» Selected passage:
※ ※ ※
- Tests showed Alexei Navalny was poisoned by Novichok chemical nerve agent
- Germany asked Russia to urgently provide clarifications
- Tests were carried out by the German army with a hospital in Berlin
Tests carried out on Russian opposition leader Alexei Navalny showed that he was poisoned by a Novichok chemical nerve agent, the German government said Wednesday, demanding explanations from Moscow.
"It is a shocking event that Alexei Navalny has become the victim of an attack with a chemical nerve agent in Russia," said government spokesman Steffen Seibert in a statement.
"The government condemns this attack in the strongest terms. The Russian government is urgently requested to provide clarifications over the incident."
Tests carried out by the German army in consultation with the Charite hospital in Berlin, where Navalny is being treated, had found "unequivocal evidence of a chemical nerve agent from the Novichok family," Seibert said.
Navalny, 44, fell ill after boarding a plane in Siberia last month. He was initially treated in a local hospital before being flown to Berlin for treatment.
※ ※ ※
» Data extracts:
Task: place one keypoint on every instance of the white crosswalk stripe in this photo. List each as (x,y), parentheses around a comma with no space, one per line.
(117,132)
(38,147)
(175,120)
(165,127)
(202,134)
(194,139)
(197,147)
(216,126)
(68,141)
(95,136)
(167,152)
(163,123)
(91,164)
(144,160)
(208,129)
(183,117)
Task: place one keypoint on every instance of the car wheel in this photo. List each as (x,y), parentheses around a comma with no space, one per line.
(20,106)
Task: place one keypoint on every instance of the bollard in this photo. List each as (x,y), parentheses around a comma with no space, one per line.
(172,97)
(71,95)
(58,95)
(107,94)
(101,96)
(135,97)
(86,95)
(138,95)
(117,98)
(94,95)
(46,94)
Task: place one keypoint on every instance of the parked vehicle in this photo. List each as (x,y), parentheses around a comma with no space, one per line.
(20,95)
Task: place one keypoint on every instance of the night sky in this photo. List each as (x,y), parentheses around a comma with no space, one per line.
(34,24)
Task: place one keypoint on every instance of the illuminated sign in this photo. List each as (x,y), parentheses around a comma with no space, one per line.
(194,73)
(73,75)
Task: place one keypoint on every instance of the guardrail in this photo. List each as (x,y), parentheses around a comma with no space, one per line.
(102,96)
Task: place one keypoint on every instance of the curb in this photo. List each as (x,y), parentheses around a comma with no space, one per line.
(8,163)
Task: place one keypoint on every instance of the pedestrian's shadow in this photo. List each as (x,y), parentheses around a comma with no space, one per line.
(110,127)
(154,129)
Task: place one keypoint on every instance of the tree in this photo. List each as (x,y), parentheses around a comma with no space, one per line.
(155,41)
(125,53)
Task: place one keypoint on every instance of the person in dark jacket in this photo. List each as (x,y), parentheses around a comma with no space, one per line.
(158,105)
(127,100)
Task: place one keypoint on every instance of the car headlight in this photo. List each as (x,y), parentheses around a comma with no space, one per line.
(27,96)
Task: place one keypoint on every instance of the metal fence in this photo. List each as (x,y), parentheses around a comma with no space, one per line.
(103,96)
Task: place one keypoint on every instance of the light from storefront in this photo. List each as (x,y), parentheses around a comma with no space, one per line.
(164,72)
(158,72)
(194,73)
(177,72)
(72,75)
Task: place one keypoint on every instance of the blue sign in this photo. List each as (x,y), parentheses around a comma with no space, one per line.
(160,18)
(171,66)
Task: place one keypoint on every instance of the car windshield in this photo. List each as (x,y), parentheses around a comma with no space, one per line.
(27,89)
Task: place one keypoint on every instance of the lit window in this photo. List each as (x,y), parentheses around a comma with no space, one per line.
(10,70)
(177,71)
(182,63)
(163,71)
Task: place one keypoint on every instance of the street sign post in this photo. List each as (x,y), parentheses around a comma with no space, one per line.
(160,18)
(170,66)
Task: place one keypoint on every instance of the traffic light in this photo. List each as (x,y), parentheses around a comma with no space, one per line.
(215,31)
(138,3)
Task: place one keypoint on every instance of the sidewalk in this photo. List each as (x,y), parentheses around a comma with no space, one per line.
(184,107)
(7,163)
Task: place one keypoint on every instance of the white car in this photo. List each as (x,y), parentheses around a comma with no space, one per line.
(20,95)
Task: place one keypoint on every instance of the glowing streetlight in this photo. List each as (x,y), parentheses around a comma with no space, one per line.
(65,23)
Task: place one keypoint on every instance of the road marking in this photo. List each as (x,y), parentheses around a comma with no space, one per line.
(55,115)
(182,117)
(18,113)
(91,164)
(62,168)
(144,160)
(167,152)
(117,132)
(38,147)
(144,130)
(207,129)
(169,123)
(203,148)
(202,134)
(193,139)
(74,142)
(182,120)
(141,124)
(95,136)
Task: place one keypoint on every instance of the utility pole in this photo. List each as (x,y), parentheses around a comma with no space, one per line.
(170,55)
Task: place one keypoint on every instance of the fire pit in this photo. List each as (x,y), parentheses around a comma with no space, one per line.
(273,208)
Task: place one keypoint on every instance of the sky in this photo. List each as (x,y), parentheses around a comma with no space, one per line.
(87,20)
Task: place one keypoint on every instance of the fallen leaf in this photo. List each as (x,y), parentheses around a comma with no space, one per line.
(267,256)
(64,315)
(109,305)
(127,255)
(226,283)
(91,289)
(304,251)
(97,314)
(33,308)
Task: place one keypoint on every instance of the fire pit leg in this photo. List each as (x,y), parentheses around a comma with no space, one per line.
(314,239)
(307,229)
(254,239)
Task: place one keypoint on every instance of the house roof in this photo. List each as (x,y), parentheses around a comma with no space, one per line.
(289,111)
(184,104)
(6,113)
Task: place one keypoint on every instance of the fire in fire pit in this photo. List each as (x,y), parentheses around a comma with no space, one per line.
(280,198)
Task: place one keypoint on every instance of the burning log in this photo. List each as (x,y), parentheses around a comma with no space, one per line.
※ ※ ※
» Parts of the exercise:
**1.** In the news report on the poisoning of Alexei Navalny, who carried out the tests that identified the nerve agent?
**2.** Extend the news report on the poisoning of Alexei Navalny with new prose that picks up after its final sentence.

» Outputs in order:
**1.** The German army, in consultation with the Charite hospital in Berlin.

**2.**
The Charite hospital has reported "some improvement" in Navalny's condition but he nevertheless remains in a medically induced coma and on a ventilator.
The case has drawn parallels with two suspected Kremlin-linked poisonings in Britain.
In 2006, President Vladimir Putin was blamed for the radiation poisoning death of former KGB agent Alexander Litvinenko in the British capital.
In 2018, the Kremlin was also accused of being behind the attempted murder of ex-double agent Sergei Skripal in Salisbury, southwest England, using a Novichok nerve agent.
The German government said it would inform NATO and EU partners over its findings and seek a joint reaction on the case.